- Stored records -
======

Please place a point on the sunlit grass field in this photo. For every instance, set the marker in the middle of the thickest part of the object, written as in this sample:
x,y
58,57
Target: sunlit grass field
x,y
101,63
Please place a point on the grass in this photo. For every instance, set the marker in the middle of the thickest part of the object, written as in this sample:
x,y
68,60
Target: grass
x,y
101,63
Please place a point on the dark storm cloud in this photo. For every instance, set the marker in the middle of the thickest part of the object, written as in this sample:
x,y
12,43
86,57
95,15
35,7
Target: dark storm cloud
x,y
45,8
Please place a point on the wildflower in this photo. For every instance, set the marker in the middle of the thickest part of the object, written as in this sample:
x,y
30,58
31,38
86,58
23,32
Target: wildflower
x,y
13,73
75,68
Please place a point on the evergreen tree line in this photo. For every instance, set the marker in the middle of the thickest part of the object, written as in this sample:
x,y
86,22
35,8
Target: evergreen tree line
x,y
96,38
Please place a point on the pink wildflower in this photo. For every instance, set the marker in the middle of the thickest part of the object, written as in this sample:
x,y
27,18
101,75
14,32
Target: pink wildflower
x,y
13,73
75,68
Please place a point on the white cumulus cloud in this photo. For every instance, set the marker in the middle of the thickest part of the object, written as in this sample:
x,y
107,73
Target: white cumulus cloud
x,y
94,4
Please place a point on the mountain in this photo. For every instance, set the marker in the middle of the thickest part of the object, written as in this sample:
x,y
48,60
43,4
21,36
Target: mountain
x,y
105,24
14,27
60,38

======

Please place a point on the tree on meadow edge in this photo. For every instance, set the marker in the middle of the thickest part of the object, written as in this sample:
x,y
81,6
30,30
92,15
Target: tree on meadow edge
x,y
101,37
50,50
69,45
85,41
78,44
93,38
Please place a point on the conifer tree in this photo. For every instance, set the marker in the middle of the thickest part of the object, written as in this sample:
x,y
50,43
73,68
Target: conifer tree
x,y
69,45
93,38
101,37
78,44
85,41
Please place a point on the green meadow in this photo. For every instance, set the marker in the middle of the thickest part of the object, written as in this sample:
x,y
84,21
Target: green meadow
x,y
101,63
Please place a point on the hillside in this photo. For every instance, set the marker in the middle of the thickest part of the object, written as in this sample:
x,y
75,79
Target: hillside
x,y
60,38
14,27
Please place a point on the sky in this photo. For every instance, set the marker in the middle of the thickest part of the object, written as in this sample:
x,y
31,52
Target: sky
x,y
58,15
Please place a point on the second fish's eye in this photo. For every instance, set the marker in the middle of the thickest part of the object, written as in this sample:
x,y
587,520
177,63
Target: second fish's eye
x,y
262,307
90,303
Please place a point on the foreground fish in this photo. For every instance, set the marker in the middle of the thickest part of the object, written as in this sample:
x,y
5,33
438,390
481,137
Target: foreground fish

======

- To do -
Repeat everything from the line with "Please place a point on the green" down to the line with "Target: foreground fish", including both of those lines.

- In response -
Please place a point on the green meadow in this photo. For every instance, set the marker in the middle of the thickest part of the object, written as in this sample:
x,y
84,21
Target: green meadow
x,y
101,63
Please place a point on the hillside in this photo. For every instance, set the marker in the middle of the thickest part of the object, written as in this sample:
x,y
75,79
Target: hillside
x,y
60,38
14,27
Please place a point on the sky in this photo. For every instance, set the marker in the middle of the thickest part of the object, written as in this sample:
x,y
31,52
Target: sky
x,y
58,15
Please place a point on the second fish's eye in this photo. For every instance, set the marker in the middle of the thickest part of the object, written as in this sample:
x,y
587,520
177,63
Target: second fish's eye
x,y
262,307
90,303
Please place a point on the foreground fish in this photo. For every instance, set the marker in the middle of the thickest part of the object, written as in this sample:
x,y
5,33
438,390
481,137
Target: foreground fish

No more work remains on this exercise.